START READING PASSAGE

Navigating Chaos: Living Each Day as If It Were Your Last

Have you ever struggled to find meaning in life? Missing that zest that motivates you to get up in the morning? Or feeling an inexplicable sense of melancholy that drags you down? I certainly have. Emotions are like pendulums that swing back and forth, sometimes positively, sometimes for the worst, in the most unpredictable manner.

How it feels sometimes

In modern life (at least in first-world countries), we collectively have everything we could ever want. All our needs are met, and we make things we didn’t even know we needed in the first place (dedicated egg cookers?). As a species, we’ve achieved feats that no other animal on planet Earth can even dream of, and yet despite all our apparent “successes,” loneliness, sadness, depression, and a myriad of problems that should’ve been left in the Stone Age are now more common than ever. In humanity’s attempt to better ourselves and the lives of each other, we’ve created a system and society that values vanity and teaches people to chase after the most meaningless things such as material possessions, wealth, and status. No wonder it’s hard to make sense of anything.

How do we find the antidote to all this chaos and make sense of the apparent meaninglessness of life? I turned to the writings of Marcus Aurelius in his Meditations, and immediately this idea spoke to me:

“You may leave this life at any moment: have this possibility in your mind in all that you do or say or think.”
Meditations Book 2, 11

The idea is very simple. In plain words, it’s all about living every single day as if it were your last. Through this perspective, it’s possible to gain some clarity around what is truly important to us and what isn’t. Who cares about what other people think about us? Who cares about what we have and don’t have? Who cares about the number of likes on our last Instagram post? All these things are pointless when you consider your life at its end.

END READING PASSAGE

**WHAT YOU WILL DO**
(a) Answer these questions from the essay, each on its own line:
(i) What appliance does the essay give as an example of things we didn't know we needed?
(ii) Whose writings does the author turn to?
(iii) Which book and section of Meditations is given for the quoted passage?
(b) Repeat the part of the essay starting with "The idea is" and going on through "at its end.".

START EXTRACTED DATA

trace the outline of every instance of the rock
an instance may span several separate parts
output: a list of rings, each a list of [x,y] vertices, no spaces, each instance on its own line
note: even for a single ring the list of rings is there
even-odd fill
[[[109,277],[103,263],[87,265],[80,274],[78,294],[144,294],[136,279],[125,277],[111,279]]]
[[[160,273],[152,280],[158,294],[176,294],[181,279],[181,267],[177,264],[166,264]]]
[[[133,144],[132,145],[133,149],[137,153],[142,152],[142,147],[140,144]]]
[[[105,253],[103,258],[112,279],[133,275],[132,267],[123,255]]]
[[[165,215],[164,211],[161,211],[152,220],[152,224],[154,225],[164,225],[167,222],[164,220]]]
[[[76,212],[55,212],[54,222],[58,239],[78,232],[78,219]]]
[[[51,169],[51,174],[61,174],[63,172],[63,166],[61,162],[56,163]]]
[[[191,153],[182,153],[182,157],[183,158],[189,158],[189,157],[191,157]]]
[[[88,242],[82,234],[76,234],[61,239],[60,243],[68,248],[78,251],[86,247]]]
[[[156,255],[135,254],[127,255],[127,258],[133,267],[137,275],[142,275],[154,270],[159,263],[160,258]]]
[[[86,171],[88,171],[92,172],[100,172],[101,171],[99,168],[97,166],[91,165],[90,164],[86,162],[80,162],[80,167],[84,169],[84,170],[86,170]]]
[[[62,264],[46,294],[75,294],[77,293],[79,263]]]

END EXTRACTED DATA
START EXTRACTED DATA

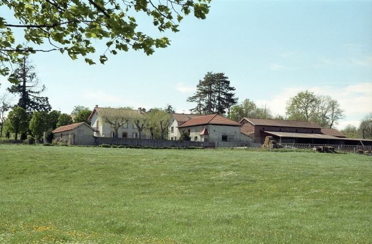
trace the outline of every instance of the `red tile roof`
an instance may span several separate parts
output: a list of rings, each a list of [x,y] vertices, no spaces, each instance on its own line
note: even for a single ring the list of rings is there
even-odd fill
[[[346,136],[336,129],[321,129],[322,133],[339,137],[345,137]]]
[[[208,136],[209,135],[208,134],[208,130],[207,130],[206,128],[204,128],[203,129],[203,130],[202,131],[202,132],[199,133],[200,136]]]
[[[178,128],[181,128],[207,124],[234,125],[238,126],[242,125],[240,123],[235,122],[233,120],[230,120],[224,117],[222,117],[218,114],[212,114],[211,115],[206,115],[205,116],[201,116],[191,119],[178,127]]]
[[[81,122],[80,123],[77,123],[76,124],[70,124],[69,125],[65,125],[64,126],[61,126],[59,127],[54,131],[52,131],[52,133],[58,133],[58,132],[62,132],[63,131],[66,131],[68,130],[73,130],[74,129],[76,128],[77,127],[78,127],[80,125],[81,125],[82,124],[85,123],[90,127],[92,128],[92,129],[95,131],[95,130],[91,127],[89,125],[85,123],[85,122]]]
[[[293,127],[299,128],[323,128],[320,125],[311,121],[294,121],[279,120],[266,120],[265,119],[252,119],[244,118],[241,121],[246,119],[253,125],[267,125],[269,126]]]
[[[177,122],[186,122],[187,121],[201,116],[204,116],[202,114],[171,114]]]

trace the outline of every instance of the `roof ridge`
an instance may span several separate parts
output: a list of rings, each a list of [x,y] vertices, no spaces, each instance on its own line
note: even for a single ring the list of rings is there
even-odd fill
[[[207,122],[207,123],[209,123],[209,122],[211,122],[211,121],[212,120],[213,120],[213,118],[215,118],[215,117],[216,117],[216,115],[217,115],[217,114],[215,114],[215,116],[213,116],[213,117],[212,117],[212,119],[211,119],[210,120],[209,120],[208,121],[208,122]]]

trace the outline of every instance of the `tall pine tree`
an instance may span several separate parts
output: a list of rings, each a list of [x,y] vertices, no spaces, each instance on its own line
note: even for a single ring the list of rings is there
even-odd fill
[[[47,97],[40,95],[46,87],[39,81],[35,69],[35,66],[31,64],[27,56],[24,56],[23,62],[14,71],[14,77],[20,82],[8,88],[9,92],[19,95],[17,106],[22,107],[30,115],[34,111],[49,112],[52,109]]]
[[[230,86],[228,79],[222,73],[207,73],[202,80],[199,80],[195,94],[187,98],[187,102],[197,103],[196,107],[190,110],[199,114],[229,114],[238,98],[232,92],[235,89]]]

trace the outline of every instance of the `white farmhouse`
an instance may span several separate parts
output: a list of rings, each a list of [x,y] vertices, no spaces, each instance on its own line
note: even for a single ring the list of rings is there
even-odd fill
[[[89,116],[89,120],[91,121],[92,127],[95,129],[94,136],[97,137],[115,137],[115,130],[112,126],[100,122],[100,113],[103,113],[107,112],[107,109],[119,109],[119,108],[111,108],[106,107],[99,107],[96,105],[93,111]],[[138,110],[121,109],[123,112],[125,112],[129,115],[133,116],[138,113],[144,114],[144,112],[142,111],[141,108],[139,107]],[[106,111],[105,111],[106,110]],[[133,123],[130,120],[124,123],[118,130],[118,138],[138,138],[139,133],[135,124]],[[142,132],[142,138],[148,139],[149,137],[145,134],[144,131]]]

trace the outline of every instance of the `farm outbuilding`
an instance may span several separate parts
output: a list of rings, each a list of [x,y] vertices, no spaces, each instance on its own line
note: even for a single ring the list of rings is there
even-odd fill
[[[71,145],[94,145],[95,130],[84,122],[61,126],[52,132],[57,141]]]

END EXTRACTED DATA

**YOUR WRITTEN ANSWERS**
(a)
(i) Dedicated egg cookers
(ii) Marcus Aurelius's, in his Meditations
(iii) Book 2, 11

(b)
The idea is very simple. In plain words, it’s all about living every single day as if it were your last. Through this perspective, it’s possible to gain some clarity around what is truly important to us and what isn’t. Who cares about what other people think about us? Who cares about what we have and don’t have? Who cares about the number of likes on our last Instagram post? All these things are pointless when you consider your life at its end.